Page text:
╭──

MD 402 begins at an intersection with MD 2/MD 4, which run concurrently as Solomons Island Road, in the northern end of Prince Frederick. The roadway continues west as West Dares Beach Road to Prince Frederick Boulevard. MD 402 heads east as two-lane undivided Dares Beach Road, which intersects Armory Road at a roundabout and passes south of Calvert High School. The state highway passes through a forested area with scattered residential subdivisions. Between Prince Frederick and Dares Beach, MD 402 intersects Wilson Road, which heads north toward Plum Point. On the western edge of Dares Beach, the old alignment of MD 402, which is unsigned MD 768 (Dares Wharf Road), splits to the northeast. MD 402 continues east as Branch Street to its eastern terminus at Chesapeake Avenue, one block west of the Chesapeake Bay shoreline.

╰──

Instruction 1:
Summarize the MD 402 route description in two sentences.
Instruction 2:
Pick up the MD 402 route description after its final sentence and extend it.
The items that follow play no part in this work.

Data supplied:
╭──

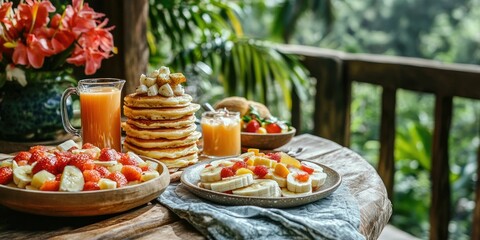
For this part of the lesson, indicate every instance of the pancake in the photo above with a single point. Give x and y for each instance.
(151, 124)
(141, 100)
(168, 133)
(163, 143)
(160, 113)
(159, 153)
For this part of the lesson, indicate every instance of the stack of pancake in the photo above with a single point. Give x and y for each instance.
(162, 127)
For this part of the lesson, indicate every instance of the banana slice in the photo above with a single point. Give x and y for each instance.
(22, 175)
(211, 174)
(40, 177)
(259, 188)
(296, 186)
(231, 183)
(282, 182)
(286, 193)
(72, 179)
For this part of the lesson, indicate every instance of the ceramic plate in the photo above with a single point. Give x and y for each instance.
(191, 177)
(90, 203)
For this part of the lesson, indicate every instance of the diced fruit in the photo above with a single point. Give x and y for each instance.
(126, 159)
(281, 170)
(119, 178)
(238, 165)
(261, 130)
(273, 128)
(226, 172)
(108, 154)
(307, 169)
(260, 171)
(6, 175)
(22, 156)
(50, 185)
(285, 158)
(90, 186)
(91, 176)
(47, 163)
(302, 176)
(149, 175)
(41, 177)
(72, 179)
(106, 183)
(264, 161)
(252, 126)
(242, 171)
(132, 173)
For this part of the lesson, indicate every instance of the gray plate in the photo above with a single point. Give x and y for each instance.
(191, 177)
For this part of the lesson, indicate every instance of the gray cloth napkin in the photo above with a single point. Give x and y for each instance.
(334, 217)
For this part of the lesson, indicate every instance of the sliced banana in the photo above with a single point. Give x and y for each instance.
(287, 193)
(22, 175)
(259, 188)
(231, 183)
(41, 177)
(211, 174)
(296, 186)
(281, 181)
(72, 179)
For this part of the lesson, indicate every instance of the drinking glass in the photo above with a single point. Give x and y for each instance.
(100, 100)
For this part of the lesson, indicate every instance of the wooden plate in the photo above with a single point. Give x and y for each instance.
(191, 177)
(89, 203)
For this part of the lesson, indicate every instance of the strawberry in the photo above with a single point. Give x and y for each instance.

╰──

Task result 1:
MD 402 begins at MD 2/MD 4 in northern Prince Frederick and runs east as two-lane undivided Dares Beach Road, meeting Armory Road at a roundabout, passing south of Calvert High School, and crossing forested land with scattered residential subdivisions. After its intersection with Wilson Road and the split of unsigned MD 768 at the western edge of Dares Beach, it continues as Branch Street to end at Chesapeake Avenue, one block west of the Chesapeake Bay shoreline.

Task result 2:
==History==
MD 402 was constructed as a gravel road from MD 2 in Prince Frederick, which originally followed Armory Road, to Wilson Road near Dares Beach in 1932. When MD 2 was relocated on the north side of Prince Frederick around 1942, MD 402 was extended south along Armory Road to Main Street (then MD 2, now MD 765). The portion of Armory Road north of MD 402 was designated MD 750. In 1957, the state highway was extended east from Wilson Road to Dares Beach using what is now MD 768. MD 402 was removed from Armory Road the same year when the road was transferred to county control. The state highway was reconstructed with a wider bituminous concrete surface starting in 1957 from the Prince Frederick end. The reconstruction was completed in 1959, the same year the highway was extended to its present western terminus at MD 2. MD 402 was rerouted to its present eastern terminus in 1960.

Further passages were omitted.